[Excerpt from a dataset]
_____

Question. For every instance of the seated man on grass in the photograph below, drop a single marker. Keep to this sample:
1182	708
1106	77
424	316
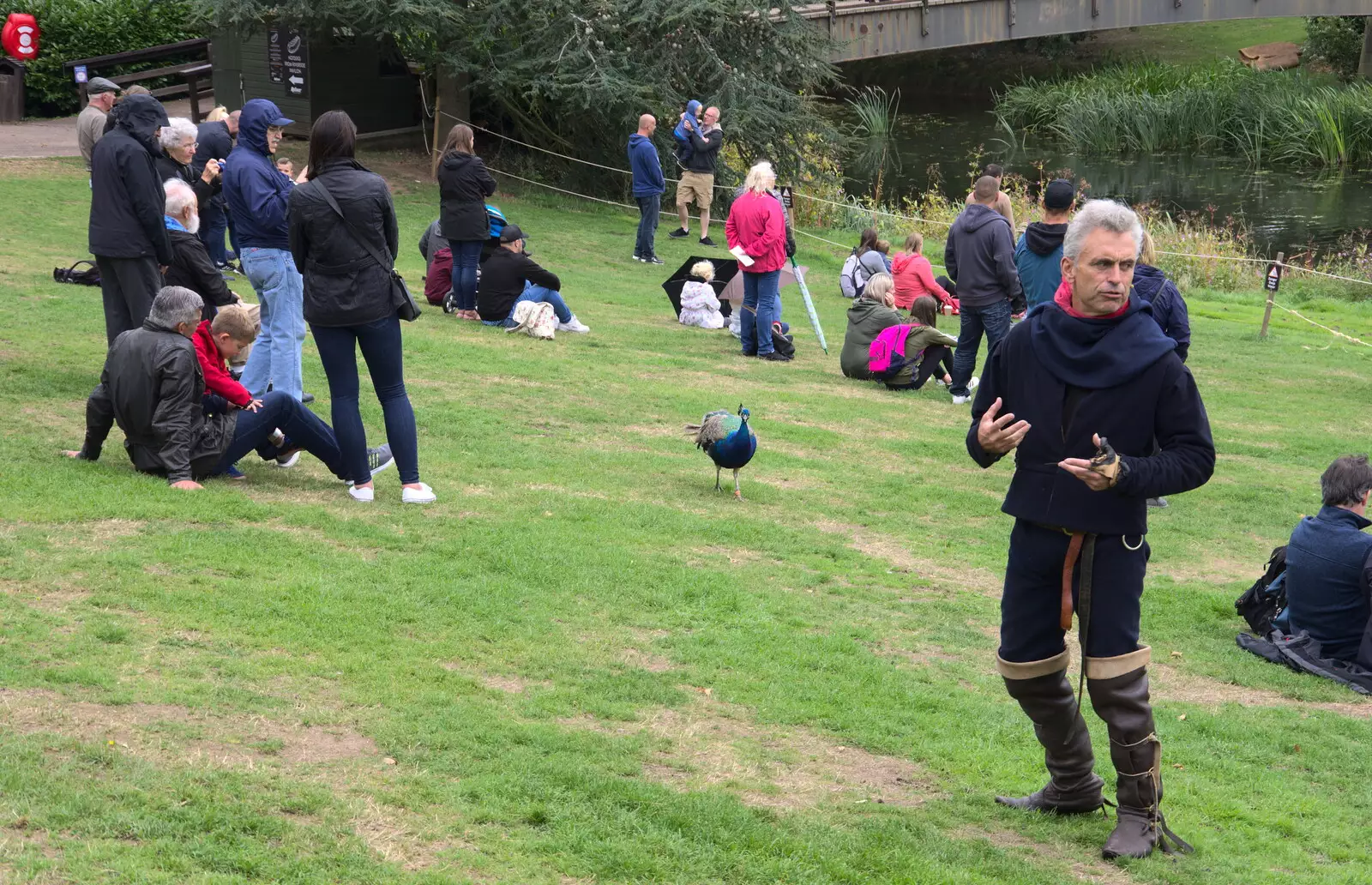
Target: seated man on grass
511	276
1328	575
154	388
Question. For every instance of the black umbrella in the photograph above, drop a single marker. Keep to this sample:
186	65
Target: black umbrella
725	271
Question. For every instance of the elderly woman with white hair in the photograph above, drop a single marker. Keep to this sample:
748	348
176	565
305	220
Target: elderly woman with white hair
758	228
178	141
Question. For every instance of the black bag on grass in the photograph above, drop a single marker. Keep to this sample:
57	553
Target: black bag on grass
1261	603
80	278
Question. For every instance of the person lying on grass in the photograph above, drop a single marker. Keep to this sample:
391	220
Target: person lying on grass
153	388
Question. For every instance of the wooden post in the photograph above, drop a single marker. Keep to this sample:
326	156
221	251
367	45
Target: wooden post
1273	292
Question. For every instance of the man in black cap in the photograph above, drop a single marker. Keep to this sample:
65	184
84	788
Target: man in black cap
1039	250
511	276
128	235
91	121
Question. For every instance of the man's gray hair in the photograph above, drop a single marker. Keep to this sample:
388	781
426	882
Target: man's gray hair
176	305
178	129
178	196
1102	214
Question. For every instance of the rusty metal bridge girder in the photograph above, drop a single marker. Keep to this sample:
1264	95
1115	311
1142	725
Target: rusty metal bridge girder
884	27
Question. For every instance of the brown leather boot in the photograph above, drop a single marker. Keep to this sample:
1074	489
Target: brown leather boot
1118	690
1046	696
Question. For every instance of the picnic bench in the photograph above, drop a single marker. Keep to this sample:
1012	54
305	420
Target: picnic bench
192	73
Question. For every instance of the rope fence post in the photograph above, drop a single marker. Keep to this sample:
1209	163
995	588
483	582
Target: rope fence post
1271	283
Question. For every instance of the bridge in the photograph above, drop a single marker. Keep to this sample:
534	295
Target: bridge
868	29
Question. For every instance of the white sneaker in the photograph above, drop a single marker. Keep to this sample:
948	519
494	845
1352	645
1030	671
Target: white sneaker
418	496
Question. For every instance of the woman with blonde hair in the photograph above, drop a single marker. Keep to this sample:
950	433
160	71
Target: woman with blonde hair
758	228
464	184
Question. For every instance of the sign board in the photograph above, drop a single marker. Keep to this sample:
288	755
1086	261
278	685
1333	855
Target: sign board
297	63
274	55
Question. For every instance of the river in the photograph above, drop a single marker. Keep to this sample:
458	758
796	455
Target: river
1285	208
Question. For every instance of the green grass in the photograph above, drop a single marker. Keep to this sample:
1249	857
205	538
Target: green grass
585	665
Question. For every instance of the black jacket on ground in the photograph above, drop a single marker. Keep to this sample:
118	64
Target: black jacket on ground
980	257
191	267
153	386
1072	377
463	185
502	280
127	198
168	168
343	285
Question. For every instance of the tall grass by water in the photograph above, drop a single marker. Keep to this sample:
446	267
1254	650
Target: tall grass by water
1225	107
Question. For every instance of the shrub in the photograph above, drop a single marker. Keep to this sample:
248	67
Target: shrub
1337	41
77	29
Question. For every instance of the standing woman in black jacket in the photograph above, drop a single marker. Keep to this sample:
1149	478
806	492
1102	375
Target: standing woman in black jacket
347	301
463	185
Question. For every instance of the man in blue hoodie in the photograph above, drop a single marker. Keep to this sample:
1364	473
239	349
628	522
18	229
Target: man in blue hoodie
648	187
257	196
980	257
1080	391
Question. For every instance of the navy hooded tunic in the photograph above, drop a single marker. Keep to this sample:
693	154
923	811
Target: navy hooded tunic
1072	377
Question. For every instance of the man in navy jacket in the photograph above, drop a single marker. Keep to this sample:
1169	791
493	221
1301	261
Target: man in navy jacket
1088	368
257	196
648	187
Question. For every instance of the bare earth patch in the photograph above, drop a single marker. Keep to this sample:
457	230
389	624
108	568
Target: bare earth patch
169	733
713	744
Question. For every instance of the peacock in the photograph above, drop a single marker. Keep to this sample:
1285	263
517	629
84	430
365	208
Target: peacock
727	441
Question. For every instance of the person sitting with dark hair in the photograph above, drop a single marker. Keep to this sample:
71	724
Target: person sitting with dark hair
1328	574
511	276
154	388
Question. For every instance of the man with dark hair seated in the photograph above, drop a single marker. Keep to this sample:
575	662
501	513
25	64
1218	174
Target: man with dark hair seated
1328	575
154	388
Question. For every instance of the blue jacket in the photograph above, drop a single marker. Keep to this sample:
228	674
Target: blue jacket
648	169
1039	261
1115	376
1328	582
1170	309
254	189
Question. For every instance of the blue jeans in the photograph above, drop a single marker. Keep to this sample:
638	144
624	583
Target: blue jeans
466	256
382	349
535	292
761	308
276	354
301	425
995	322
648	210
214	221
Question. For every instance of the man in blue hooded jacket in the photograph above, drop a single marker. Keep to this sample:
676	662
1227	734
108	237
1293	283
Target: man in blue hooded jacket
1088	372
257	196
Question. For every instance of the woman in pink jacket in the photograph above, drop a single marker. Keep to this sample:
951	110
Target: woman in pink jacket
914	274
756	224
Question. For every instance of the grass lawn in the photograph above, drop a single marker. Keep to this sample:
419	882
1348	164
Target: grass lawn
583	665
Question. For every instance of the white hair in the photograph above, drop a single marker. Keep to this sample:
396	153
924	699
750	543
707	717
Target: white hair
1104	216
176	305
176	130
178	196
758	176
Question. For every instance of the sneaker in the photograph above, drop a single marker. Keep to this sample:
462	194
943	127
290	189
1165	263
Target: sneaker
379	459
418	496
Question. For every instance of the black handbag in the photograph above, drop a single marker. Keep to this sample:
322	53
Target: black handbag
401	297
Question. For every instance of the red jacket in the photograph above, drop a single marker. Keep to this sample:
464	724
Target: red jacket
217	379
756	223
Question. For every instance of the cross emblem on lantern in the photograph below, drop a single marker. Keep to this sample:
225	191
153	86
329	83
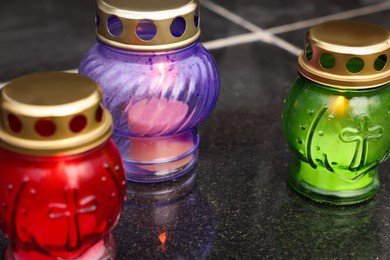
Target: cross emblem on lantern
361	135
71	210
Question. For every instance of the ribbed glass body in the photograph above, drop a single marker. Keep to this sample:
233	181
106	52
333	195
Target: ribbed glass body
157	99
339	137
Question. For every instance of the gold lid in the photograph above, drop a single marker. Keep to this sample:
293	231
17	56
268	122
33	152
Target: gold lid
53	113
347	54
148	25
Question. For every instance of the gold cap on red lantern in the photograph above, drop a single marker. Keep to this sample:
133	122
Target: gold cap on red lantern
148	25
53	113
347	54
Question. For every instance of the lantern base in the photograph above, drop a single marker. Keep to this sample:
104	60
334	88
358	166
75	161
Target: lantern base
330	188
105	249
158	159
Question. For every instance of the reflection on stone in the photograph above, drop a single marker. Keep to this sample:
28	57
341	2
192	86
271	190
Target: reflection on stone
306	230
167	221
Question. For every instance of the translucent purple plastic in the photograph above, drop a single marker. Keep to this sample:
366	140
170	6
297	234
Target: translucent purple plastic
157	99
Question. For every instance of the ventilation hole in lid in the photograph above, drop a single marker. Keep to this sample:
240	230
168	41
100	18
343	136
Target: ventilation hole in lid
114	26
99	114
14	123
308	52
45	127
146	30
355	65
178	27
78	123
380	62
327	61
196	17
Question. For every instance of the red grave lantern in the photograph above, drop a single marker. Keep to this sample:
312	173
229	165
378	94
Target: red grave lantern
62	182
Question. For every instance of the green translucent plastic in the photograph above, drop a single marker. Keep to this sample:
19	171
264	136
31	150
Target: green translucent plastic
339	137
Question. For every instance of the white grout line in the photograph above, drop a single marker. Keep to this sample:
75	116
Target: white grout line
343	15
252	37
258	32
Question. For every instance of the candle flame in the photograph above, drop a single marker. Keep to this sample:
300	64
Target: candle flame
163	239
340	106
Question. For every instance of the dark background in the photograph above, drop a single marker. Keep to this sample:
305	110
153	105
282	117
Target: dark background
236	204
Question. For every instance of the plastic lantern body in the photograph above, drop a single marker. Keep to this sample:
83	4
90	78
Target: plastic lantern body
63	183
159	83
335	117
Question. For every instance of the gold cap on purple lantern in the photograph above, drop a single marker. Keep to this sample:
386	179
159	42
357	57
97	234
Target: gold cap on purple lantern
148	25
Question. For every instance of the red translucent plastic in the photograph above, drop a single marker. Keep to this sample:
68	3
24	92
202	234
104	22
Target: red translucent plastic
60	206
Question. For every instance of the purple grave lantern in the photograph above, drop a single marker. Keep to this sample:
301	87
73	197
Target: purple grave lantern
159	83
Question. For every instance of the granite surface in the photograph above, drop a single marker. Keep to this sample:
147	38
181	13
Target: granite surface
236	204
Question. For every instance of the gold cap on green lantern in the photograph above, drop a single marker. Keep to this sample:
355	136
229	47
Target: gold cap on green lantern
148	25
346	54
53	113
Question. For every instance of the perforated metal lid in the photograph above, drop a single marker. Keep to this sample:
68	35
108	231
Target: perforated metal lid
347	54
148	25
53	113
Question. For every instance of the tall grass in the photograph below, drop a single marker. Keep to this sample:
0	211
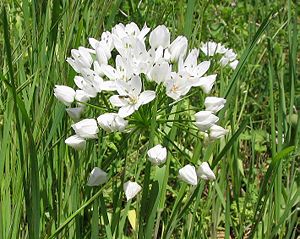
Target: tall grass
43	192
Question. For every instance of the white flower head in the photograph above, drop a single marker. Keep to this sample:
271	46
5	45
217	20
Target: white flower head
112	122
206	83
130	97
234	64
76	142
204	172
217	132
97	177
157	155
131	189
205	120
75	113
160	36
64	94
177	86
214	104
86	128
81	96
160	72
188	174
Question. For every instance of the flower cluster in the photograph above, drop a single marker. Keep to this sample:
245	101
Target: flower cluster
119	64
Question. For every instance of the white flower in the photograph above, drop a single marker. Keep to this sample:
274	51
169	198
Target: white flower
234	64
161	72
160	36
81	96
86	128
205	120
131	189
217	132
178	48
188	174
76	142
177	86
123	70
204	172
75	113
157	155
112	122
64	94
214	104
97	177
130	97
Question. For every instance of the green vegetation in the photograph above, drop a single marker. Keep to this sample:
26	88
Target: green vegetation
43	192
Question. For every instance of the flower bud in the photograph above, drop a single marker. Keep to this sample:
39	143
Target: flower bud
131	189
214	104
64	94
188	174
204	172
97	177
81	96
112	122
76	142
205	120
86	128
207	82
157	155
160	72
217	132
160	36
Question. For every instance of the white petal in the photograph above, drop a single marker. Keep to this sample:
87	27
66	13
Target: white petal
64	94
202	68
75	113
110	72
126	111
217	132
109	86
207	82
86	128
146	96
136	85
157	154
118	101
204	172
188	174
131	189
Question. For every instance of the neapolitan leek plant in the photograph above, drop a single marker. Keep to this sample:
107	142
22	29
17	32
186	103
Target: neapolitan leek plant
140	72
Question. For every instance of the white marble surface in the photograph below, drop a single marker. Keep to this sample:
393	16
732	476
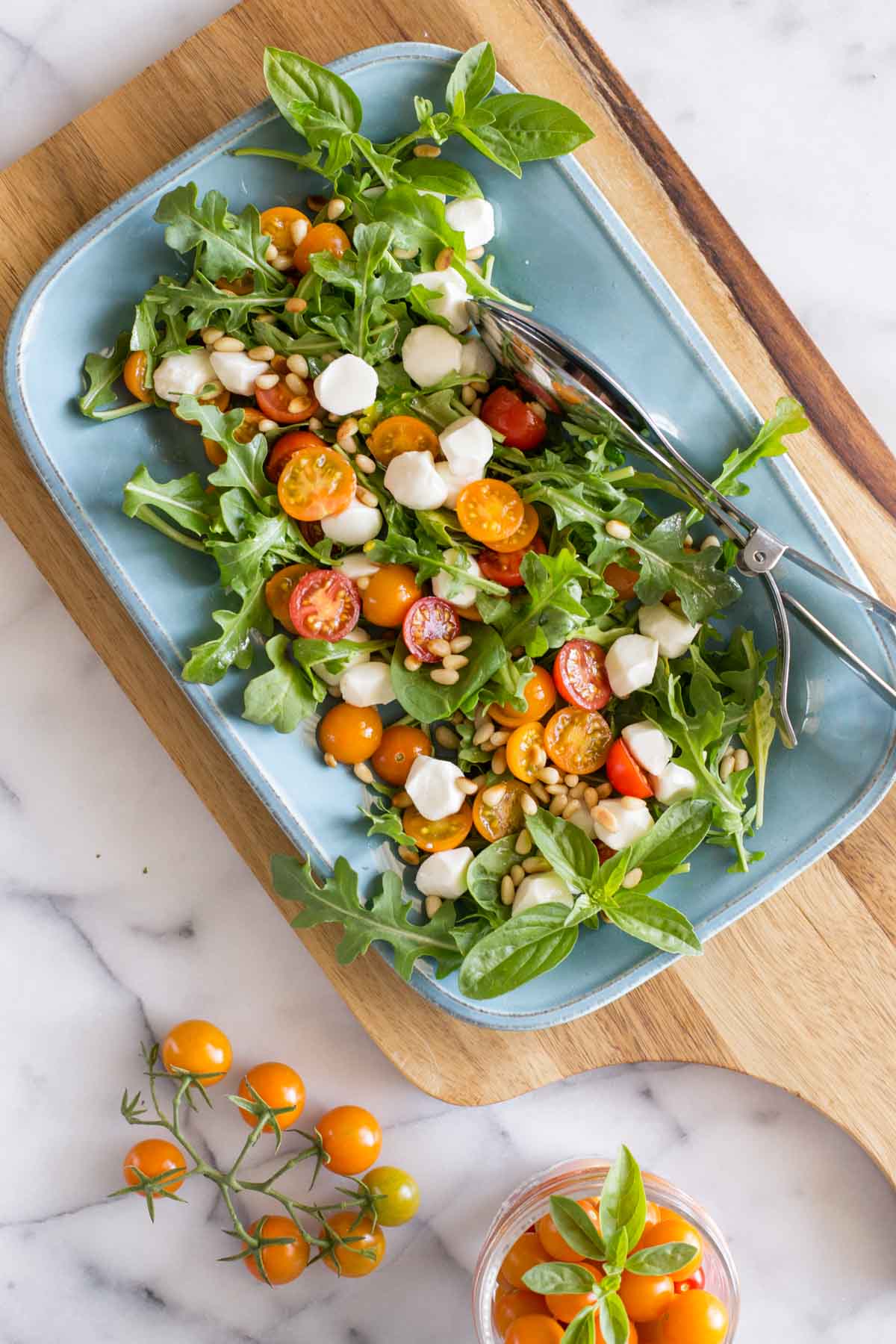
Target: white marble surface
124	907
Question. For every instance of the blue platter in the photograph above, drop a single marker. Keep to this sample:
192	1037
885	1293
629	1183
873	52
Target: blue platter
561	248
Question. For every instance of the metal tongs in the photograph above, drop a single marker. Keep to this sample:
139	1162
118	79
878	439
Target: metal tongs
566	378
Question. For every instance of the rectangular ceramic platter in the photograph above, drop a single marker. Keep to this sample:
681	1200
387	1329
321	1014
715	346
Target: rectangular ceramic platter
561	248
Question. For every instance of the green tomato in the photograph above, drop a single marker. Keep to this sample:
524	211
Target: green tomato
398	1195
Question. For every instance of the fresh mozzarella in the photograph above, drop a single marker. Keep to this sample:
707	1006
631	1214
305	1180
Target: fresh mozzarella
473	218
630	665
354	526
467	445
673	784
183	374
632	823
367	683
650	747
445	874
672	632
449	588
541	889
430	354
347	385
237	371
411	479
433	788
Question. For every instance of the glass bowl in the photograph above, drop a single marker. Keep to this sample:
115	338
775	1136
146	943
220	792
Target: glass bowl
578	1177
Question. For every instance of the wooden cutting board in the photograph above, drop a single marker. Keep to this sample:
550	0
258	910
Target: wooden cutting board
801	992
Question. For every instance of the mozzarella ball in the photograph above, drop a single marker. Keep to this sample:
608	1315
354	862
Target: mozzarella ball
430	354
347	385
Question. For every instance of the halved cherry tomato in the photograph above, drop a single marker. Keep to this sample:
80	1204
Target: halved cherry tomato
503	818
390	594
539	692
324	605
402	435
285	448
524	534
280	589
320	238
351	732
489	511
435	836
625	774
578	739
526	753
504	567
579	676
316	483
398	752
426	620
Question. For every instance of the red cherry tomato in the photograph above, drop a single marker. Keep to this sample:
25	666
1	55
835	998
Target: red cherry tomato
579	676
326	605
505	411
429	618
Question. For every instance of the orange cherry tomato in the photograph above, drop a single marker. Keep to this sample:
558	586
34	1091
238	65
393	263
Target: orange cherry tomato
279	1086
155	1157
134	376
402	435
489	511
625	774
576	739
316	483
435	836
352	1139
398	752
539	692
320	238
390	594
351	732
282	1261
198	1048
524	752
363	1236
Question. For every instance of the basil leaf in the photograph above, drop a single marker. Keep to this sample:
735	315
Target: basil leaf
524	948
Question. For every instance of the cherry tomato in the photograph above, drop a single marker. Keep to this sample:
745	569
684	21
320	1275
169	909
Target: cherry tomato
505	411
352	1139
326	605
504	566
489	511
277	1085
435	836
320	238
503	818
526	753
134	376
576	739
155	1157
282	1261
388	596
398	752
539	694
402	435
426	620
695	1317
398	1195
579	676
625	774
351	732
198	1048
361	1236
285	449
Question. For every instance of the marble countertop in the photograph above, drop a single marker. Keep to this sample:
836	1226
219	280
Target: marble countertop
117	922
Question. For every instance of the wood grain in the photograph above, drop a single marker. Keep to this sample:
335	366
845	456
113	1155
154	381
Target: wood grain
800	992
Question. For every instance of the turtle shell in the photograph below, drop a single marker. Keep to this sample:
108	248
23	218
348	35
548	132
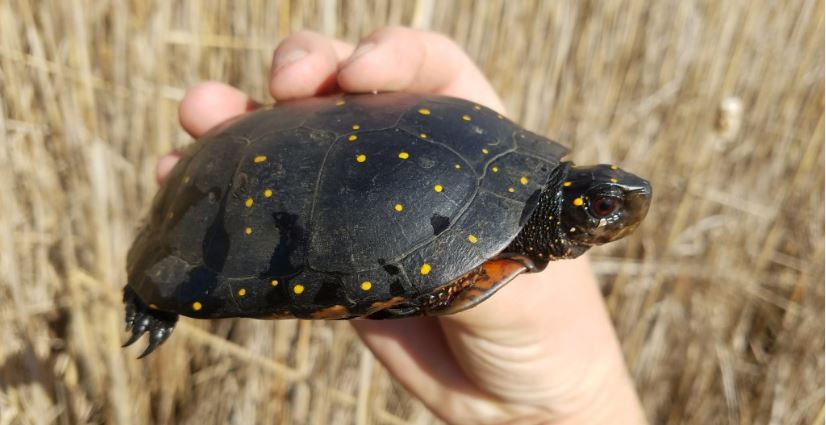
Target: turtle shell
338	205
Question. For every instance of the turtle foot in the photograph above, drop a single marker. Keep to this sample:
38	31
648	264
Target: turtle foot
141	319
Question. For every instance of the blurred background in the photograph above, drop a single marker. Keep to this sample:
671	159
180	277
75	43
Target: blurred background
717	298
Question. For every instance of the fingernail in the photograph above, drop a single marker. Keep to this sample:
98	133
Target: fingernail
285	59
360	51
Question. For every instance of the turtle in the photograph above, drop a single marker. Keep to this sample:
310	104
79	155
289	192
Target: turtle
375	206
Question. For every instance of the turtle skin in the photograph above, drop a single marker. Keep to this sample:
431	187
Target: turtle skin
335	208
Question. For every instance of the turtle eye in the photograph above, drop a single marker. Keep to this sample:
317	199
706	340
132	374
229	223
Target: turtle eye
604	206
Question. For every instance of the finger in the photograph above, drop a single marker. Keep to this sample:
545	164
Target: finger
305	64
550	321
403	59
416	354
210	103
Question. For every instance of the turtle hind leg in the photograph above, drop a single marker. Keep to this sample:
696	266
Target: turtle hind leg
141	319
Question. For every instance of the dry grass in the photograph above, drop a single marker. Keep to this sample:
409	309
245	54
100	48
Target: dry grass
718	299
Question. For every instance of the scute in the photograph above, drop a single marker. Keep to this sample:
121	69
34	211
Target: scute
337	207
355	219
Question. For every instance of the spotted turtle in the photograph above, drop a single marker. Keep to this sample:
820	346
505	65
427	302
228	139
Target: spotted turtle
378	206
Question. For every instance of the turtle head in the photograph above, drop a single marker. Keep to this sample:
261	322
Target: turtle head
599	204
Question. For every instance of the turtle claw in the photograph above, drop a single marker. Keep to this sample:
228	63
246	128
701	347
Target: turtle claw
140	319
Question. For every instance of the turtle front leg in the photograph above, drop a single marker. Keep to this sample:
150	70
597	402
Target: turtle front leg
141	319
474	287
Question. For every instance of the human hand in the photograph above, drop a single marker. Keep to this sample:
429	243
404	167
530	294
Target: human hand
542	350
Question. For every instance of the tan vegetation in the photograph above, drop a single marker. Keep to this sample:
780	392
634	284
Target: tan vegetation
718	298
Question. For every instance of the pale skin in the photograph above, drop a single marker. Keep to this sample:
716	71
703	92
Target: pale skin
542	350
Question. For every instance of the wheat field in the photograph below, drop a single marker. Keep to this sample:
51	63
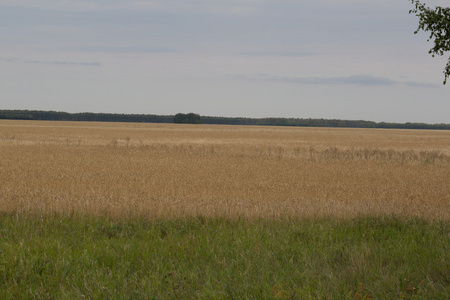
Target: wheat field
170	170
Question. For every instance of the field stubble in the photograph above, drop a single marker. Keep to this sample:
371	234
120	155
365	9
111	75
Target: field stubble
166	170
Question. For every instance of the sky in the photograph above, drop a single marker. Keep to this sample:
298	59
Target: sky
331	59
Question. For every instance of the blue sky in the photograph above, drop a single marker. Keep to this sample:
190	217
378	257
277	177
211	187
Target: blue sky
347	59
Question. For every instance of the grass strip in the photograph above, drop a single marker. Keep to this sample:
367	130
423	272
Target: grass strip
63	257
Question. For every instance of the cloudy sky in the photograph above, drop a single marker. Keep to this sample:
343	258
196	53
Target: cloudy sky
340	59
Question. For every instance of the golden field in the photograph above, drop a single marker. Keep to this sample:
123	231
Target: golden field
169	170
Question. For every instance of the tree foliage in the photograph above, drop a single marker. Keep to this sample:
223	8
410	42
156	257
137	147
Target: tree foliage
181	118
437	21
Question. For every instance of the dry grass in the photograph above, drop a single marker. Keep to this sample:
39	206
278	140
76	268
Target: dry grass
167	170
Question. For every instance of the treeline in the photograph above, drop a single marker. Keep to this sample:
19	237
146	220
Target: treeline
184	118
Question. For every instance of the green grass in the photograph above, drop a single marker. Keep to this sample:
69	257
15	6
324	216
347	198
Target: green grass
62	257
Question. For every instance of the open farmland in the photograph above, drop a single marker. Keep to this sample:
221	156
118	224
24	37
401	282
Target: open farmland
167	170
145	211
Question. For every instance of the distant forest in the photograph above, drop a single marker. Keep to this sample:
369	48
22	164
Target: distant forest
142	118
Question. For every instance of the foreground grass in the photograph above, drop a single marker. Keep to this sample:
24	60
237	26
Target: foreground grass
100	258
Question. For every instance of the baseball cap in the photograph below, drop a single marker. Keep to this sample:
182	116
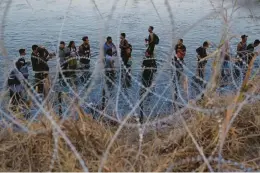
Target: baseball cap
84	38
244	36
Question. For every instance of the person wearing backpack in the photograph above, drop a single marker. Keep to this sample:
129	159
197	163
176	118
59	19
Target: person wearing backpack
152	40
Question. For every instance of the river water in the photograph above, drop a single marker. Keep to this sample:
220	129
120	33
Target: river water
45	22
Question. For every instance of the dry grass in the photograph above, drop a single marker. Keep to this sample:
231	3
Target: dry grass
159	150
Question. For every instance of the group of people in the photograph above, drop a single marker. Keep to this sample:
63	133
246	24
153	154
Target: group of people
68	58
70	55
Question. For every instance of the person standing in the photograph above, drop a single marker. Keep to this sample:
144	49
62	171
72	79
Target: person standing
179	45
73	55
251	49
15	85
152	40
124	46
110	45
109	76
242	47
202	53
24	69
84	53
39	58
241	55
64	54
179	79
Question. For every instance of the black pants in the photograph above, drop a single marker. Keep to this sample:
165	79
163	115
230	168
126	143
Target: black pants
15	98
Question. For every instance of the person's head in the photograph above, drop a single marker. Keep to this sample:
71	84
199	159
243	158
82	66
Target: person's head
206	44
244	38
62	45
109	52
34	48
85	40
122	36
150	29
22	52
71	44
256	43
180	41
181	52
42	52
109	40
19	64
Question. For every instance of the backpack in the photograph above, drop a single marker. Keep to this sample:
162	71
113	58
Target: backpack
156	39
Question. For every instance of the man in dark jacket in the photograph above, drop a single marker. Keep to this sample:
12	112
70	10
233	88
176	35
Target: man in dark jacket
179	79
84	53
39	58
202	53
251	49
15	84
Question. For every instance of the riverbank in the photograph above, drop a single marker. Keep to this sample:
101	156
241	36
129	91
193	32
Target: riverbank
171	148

_____

*Do this*: Return every line from the one holding "Question. For every instance of the person's" through the end of the data, exactly as it appears, with both ends kept and nothing else.

*Expected output*:
Question. For every instance of the person's head in the photograph above, drop a single marker. Keep to this sample:
71	84
199	159
243	158
82	66
Target: person's head
206	44
244	38
62	45
109	52
34	48
85	40
122	36
150	29
22	52
71	44
256	43
180	41
181	52
42	52
109	40
19	64
Question. For every instance of the backpack in the photograph above, drop a single marker. Keep to this sample:
162	71
113	58
Target: backpack
156	39
Question. For every instance of the man in dark jacket in the photograph above, drop a single marker. Keep to this sample:
12	112
70	10
233	88
176	35
Target: man in dark jacket
179	79
84	53
39	58
202	53
251	49
15	84
Question. For every instance of the riverbank in the photograph above, drop a single marker. Keep to this sample:
101	156
241	36
129	91
193	32
Target: riverbank
171	148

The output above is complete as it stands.